Istruzioni:
- 1) Puoi trascrivere dal testo il brano che parte da "Dopo un’ora siamo" e arriva fino a "il Resort annesso."?
- 2) Puoi riscrivere in forma di elenco il paragrafo del testo che comincia con "Dopo un’ora siamo a Mataranka", conservandone i fatti principali?

+++ Testo

Vediamo 2 gole in due ore, con passeggiata e cambio barca tra una gola e l’altra: il livello del fiume è basso. Sulle pareti vi sono dipinti rupestri, in acqua coccodrilli freshwater che abitualmente depongono le uova negli angoli sabbiosi delle rive. Katherine offre diverse sistemazioni per la notte, ma ci sono ancora tre ore di luce e vogliamo proseguire per fare meno strada domani. Dalla cartina (e dalla Lonely) i possibili stop per la notte sono Mataranka (100 km a sud) o Larrimah (270 km).

Tagliamo la visita alle famose grotte di Cutta Cutta, 30 km a sud di Katherine; ospitano rari tipi di pipistrelli e serpenti, non è il nostro genere.

Dopo un’ora siamo a Mataranka, la capitale del “never-never” e qui – voce fuori campo alla Fantozzi – abbiamo il 1° riscontro pratico di cosa può corrispondere ad un nome ed un pallino, segnati sulla nostra carta stradale lungo la Stuart Hwy. Un incrocio con 7 – 8 case, 1 stazione di servizio con annesso negozietto-bar-ristorante-motel-campeggio ed officina. Titolare della suddetta e familiari sono gli unici abitanti del “paese” e rivestono tutti i ruoli, da benzinaio a cuoco passando da tourist information. “Sono solo le 16.30, altre 2 ore di luce, proseguiamo”. Compiamo una piccola deviazione per vedere le famose sorgenti termali a Rainbow Springs, poco a sud di Mataranka, ed il Resort annesso.

Le sorgenti sono piccoli stagni immersi nel verde, carini ma strapieni di turisti a bagnomaria. Intorno ci sono diversi wallabies molto schivi, scappano al primo movimento quando ti vedono. Andiamo.

Altri canguri ci attraversano la strada, troppo veloci, non riusciamo a fermarci per fotografarli. Forse sono stati spaventati dal concerto del clacson che Luca usa molto spesso (con varietà di ritmo) per vivacizzare queste lunghe tirate in macchina senza incrociare quasi nessuno… “Siamo in vantaggio sulla tabella di marcia”: a forza di proseguire ci fermiamo infine nel posto in assoluto più genuino e più fuori tra tutti quelli visti finora: il LARRIMAH HOTEL & PINK PANTHER PUB. La Lonely alla voce Larrimah recita “13 abitanti”, e confermiamo che semmai sono anche di meno. Qui tutto è fermo agli anni ’50, cioè la data in cui Larrimah e la vicina Birdum (ora città fantasma) hanno smesso di costituire un capolinea ferroviario per uomini e vettovaglie dell’esercito australiano, che qui aveva un distaccamento (potenziato durante la II° Guerra Mondiale).

Il Birdum Hotel fu smantellato, trasportato e ricostruito a Larrimah, cambiando nome ma restando intatto quanto ad arredi e materiali costruttivi; arrivando qui si fa un incredibile salto indietro nel tempo, che pare essersi proprio fermato.

++++++
+++ Sezione dati

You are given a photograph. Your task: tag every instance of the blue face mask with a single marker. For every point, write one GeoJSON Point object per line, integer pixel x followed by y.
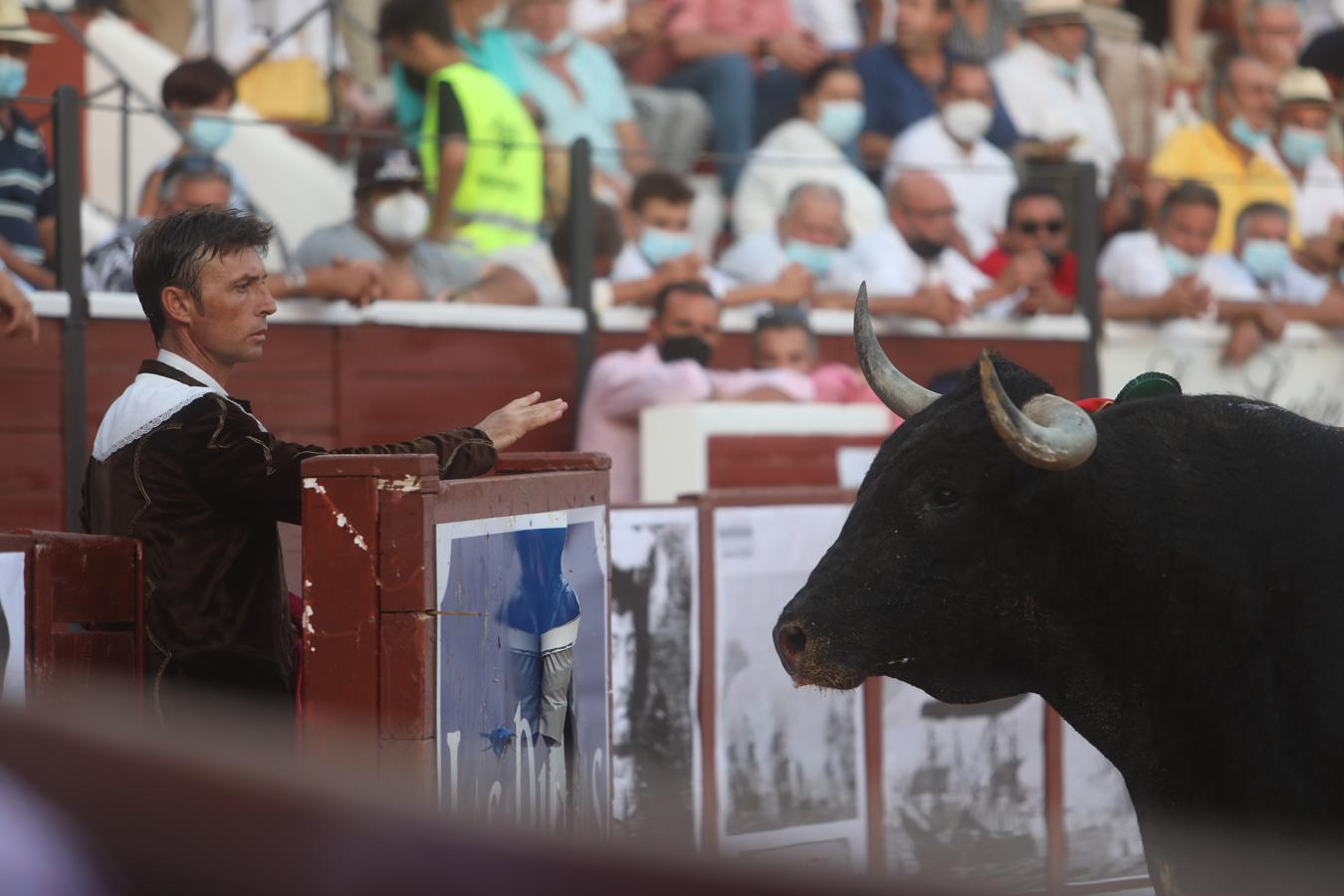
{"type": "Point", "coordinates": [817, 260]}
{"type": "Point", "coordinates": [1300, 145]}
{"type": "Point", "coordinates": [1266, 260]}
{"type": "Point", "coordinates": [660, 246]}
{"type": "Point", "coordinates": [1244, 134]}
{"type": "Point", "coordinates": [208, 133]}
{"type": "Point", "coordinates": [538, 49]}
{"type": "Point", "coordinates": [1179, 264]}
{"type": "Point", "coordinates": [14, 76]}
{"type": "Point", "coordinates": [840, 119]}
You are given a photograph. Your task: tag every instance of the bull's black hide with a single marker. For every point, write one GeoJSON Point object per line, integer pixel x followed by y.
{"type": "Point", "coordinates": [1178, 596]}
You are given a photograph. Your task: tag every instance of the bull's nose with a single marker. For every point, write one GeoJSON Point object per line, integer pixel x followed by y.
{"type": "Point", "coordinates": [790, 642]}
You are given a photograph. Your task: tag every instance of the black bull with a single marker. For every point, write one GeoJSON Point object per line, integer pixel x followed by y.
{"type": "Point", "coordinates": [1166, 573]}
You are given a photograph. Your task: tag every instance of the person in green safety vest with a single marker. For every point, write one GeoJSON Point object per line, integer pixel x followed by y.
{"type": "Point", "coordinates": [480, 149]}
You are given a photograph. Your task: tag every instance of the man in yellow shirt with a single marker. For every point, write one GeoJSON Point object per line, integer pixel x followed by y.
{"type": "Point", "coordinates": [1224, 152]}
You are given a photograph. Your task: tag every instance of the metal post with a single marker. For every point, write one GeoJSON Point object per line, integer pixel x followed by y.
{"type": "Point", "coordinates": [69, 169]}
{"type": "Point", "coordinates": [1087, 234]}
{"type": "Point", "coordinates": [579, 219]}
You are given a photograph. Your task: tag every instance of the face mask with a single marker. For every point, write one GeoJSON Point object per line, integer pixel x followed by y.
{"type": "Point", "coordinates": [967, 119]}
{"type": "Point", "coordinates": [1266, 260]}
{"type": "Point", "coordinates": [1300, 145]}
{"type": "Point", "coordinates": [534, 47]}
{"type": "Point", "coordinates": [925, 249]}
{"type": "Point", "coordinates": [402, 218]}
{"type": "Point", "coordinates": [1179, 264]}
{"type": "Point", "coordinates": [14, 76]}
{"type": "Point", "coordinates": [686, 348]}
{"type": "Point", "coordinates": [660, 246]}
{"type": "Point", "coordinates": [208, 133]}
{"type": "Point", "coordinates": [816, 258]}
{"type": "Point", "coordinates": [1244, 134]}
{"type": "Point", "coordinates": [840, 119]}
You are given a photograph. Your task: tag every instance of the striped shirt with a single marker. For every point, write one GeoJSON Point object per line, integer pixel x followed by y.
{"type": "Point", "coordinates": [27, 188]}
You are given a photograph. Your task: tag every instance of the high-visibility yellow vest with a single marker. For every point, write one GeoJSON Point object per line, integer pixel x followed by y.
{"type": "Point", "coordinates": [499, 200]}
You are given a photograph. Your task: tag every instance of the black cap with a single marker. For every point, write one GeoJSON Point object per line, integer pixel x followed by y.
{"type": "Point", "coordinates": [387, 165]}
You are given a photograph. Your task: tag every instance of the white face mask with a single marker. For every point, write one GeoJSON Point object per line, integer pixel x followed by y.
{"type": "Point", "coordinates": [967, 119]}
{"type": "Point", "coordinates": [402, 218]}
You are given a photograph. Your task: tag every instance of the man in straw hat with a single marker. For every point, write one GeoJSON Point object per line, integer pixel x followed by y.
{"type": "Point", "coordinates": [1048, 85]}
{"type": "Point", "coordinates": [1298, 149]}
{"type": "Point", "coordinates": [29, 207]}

++++++

Risposte:
- 1)
Dopo un’ora siamo a Mataranka, la capitale del “never-never” e qui – voce fuori campo alla Fantozzi – abbiamo il 1° riscontro pratico di cosa può corrispondere ad un nome ed un pallino, segnati sulla nostra carta stradale lungo la Stuart Hwy. Un incrocio con 7 – 8 case, 1 stazione di servizio con annesso negozietto-bar-ristorante-motel-campeggio ed officina. Titolare della suddetta e familiari sono gli unici abitanti del “paese” e rivestono tutti i ruoli, da benzinaio a cuoco passando da tourist information. “Sono solo le 16.30, altre 2 ore di luce, proseguiamo”. Compiamo una piccola deviazione per vedere le famose sorgenti termali a Rainbow Springs, poco a sud di Mataranka, ed il Resort annesso.

- 2)
- Dopo un'ora si arriva a Mataranka, la "capitale del never-never".
- Lì si ha il primo riscontro pratico di cosa può corrispondere a un nome e a un pallino sulla carta stradale lungo la Stuart Hwy.
- Il "paese" è un incrocio con 7–8 case e una stazione di servizio con negozietto, bar, ristorante, motel, campeggio e officina.
- Il titolare e i familiari sono gli unici abitanti e ricoprono tutti i ruoli, da benzinaio a cuoco fino a tourist information.
- Sono solo le 16.30 e restano altre 2 ore di luce, quindi si decide di proseguire.
- Si fa una piccola deviazione per vedere le sorgenti termali di Rainbow Springs, poco a sud di Mataranka, e il Resort annesso.